▶ **DATA LISTING**
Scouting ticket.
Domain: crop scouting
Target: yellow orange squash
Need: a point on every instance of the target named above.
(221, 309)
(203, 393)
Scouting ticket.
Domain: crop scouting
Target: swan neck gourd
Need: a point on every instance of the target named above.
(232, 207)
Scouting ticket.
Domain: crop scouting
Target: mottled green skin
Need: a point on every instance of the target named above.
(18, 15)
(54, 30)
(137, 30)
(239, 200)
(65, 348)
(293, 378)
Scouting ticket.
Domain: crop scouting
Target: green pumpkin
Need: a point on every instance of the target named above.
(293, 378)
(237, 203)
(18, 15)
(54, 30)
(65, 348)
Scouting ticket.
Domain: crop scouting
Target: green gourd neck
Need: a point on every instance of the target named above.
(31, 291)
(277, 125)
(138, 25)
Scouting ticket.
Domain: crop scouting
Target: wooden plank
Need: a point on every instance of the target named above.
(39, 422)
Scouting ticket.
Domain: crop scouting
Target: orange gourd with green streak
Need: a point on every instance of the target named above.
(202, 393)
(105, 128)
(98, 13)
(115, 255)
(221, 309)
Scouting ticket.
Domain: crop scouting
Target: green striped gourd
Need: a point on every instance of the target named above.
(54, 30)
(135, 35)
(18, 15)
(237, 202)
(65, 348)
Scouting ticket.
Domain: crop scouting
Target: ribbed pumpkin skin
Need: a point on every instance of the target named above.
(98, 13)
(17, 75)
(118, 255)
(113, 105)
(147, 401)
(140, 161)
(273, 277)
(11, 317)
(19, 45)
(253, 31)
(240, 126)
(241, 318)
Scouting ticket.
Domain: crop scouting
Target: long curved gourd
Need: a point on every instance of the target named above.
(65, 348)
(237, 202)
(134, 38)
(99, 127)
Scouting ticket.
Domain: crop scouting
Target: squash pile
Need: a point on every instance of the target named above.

▶ **WHAT IS ASKED**
Copy every entry above word for word, from the first scouting ticket through the last.

▶ **COMPLETE OUTPUT**
Scouting ticket.
Domain: crop scouting
Target: yellow orange squash
Need: a point on every instance of the target named above.
(221, 309)
(203, 393)
Scouting ticket.
Domain: crop scouting
Target: swan neck gourd
Need: a point on every instance of the target named above.
(232, 207)
Scouting ticket.
Domain: crop scouting
Target: mottled green skin
Need: a point on every instance of the target named above.
(18, 15)
(54, 30)
(137, 30)
(239, 200)
(65, 348)
(293, 378)
Scouting ticket.
Domain: crop scouting
Target: green pumpkin
Need: a point on every instance of the target named above.
(293, 378)
(237, 203)
(18, 15)
(54, 30)
(65, 348)
Scouting ticket.
Domain: crop scouting
Target: green gourd neck
Need: a point on every instance of the target named above.
(31, 291)
(277, 125)
(138, 25)
Scouting ticket.
Domain: crop scouting
Target: wooden plank
Need: a point on every instance of the target named above.
(39, 422)
Scouting ticket.
Domain: crop scouting
Target: orange gourd with green streak
Need: a point on every instance of the target named above.
(202, 393)
(105, 128)
(98, 13)
(115, 255)
(221, 309)
Scouting ticket.
Domain: crop scouting
Target: green striped gourd
Need: a point on every instance of the target named above.
(54, 30)
(135, 35)
(18, 15)
(237, 202)
(65, 348)
Scouting ticket.
Domain: crop scouting
Target: ribbed pumpkin skin
Need: a point on every instance of the target named above.
(98, 13)
(17, 75)
(118, 255)
(113, 105)
(147, 401)
(140, 161)
(273, 277)
(11, 317)
(19, 45)
(253, 31)
(240, 126)
(241, 318)
Scouting ticket.
Domain: crop scouting
Target: long curved gourd
Need: a point on every instance of the target named above.
(65, 348)
(237, 202)
(134, 38)
(99, 127)
Scouting ticket.
Domain: crop scouting
Target: squash pile
Need: a point on every instance of the target named above.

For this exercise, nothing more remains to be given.